* DOCUMENT EXCERPT *

Execute this code. Again, be sure you understand what it's doing ...

In [3]:
# Initialize our corpus reader
corpus = TMNCorpusReader(text_dir, r'.+\.txt')

In [4]:
# Get descriptive stats for full corpus
description = corpus.describe()
for key in description:
    print(key, description[key])

files 40
categories 8
paragraphs 98477
sentences 295138
words 6488322
vocabulary_size 64215
lexical_diversity 101.04059799112358
paras_per_doc 2461.925
words_per_doc 162208.05
sents_per_para 2.9970246859672818
secs 26.308953046798706


In [5]:
%%time
# Compare stats for A/B and M/F categories
a_desc = corpus.describe(categories=['A'])
b_desc = corpus.describe(categories=['B'])
f_desc = corpus.describe(categories=['F'])
m_desc = corpus.describe(categories=['M'])

print("American/British comparison")
for key in a_desc.keys():
    print(key, round(a_desc[key]/b_desc[key], 2))

print("\nMale/female comparison")
for key in m_desc.keys():
    print(key, round(m_desc[key]/f_desc[key], 2))

American/British comparison
files 1.0
categories 1.0
paragraphs 0.71
sentences 0.67
words 0.64
vocabulary_size 0.96
lexical_diversity 0.67
paras_per_doc 0.71
words_per_doc 0.64
sents_per_para 0.96
secs 0.61

Male/female comparison
files 1.0
categories 1.0
paragraphs 1.25
sentences 1.37
words 1.19
vocabulary_size 1.2
lexical_diversity 0.99
paras_per_doc 1.25
words_per_doc 1.19
sents_per_para 1.1
secs 1.23
CPU times: user 51.2 s, sys: 167 ms, total: 51.4 s
Wall time: 51.6 s


In [6]:
# Initialize preprocessor
preproc = Preprocessor(corpus, pickle_dir)

In [7]:
%%time
# Perform preprocessing and save output to disk
processed = preproc.transform()

CPU times: user 5min 32s, sys: 9.14 s, total: 5min 41s
Wall time: 6min 16s


In [4]:
# Show that we can work with the pickled versions
pcorpus = PickledCorpusReader(pickle_dir)
print("Categories in the corpus:\n", pcorpus.categories())
print("\nBritish-female-authored files:\n", pcorpus.fileids(categories=['BF']))
print("\nA bit of one pickled text")
for doc in pcorpus.docs(fileids=['A-Stowe-Uncle_Tom-1852-F.pickle']):
    print(doc[11])

* DATA ROWS *
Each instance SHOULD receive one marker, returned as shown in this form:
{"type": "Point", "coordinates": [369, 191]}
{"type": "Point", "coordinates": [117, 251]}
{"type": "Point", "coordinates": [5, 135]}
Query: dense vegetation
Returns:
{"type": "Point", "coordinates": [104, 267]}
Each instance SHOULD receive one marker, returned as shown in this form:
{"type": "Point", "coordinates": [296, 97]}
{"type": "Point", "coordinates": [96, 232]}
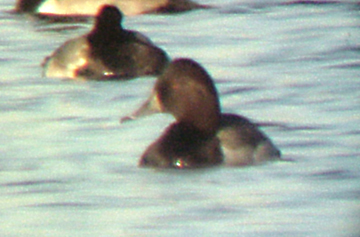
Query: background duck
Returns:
{"type": "Point", "coordinates": [89, 7]}
{"type": "Point", "coordinates": [107, 52]}
{"type": "Point", "coordinates": [241, 141]}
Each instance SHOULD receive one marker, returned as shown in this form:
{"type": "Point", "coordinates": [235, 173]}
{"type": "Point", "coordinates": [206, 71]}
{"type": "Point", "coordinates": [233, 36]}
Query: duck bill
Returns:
{"type": "Point", "coordinates": [150, 106]}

* THE EXERCISE *
In the notebook excerpt, what vocabulary size is reported for the full corpus? These entries have no connection to the notebook excerpt.

* RESULT FOR THIS TASK *
64215